● **GIVEN REQUEST 1**:
Answer these questions about the blog post on fog, reading, and a short story:
(a) How far ahead could the writer see in yesterday's fog?
(b) Which book did the writer start after finishing NOS4A2?
(c) In what year is Funeral in Berlin set?
● **GIVEN REQUEST 2**: Rewrite the part of the blog post on fog, reading, and a short story that opens with the words containing "Yesterday morning we" and closes with "twenty feet ahead.", putting "a gray blanket" in place of "pea soup".
● **GIVEN REQUEST 3**:
Say whether each statement agrees with the blog post on fog, reading, and a short story. Give yes or no, and quote the words that decide it.
(a) The writer regards The Redeemer as a sequel to Phantom.
(b) The opening scene the writer first drafted came to about 400 words.
(c) The writer spent time in Berlin after the wall had come down.

● **SOURCE EXCERPT**:
-*-*-

Fringe festival

Yesterday morning we were greeted by pea soup. The kind of thick fog that we never get around here. On occasion, we’ll see fog down along the interstate corridor, or maybe in the trees, but yesterday is was so dense I couldn’t see more than ten or twenty feet ahead.

I finished NOS4A2 by Joe Hill (review forthcoming) and started The Redeemer by Jo Nesbø. The English translations of his books are coming out in somewhat random order. First there was The Snowman, then Phantom, which are in somewhat chronological order (though there’s a significant gap between them because I missed one book, apparently). This new book is from before The Snowman, so it feels like a prequel.

I can’t remember ever being taken over by a short story quite like what’s happened to me in the past few days. I had all but given up on getting something written for the forthcoming MWA anthology. I played around with a number of ideas, but nothing went anywhere. Then an opening scene materialized in my head yesterday morning. I wrote it—it amounted to about 400 words. Then I went back and rewrote it to change the perspective from that of the protagonist to that of the antagonist. That gave me some more freedom with the story and I had a vague idea of where it was going. Then it was time for some period research, so I watched Funeral in Berlin, which is the second of the Harry Palmer movies based on Len Deighton’s novels (The Ipcress File was the first), starring the always rock solid Michael Caine. The film is set in Berlin in 1966, after the wall was constructed. Palmer is MI5 and he’s in Berlin to investigate the possible defection of the guy in charge of security for the relatively new Berlin Wall. There’s also a subplot involving some Zionist spies intent on getting to a Nazi’s warchest in Zurich before he does. Like many spy stories of the era, there are many shades of grey, and plenty of double-crossing. I see that many people consider it inferior to The Ipcress File, so I’ll have to check that one out. One of the fascinating elements of Funeral in Berlin to me was that I spent some time in Berlin twenty years later, when the wall was still there. I actually passed through Check Point Charlie into East Berlin. Harry, as a British citizen, had an easier crossing than I did.

-*-*-

● **COLLECTED MATERIAL**:
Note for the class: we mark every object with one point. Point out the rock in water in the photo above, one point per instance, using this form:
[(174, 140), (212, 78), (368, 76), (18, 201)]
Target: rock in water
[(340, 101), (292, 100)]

-*-*-

● **CORRECT ANSWER 1**:
(a) No more than ten or twenty feet.
(b) The Redeemer by Jo Nesbø.
(c) 1966.

● **CORRECT ANSWER 2**:
Yesterday morning we were greeted by a gray blanket. The kind of thick fog that we never get around here. On occasion, we’ll see fog down along the interstate corridor, or maybe in the trees, but yesterday is was so dense I couldn’t see more than ten or twenty feet ahead.

● **CORRECT ANSWER 3**:
(a) No: "This new book is from before The Snowman, so it feels like a prequel."
(b) Yes: "it amounted to about 400 words."
(c) No: "I spent some time in Berlin twenty years later, when the wall was still there."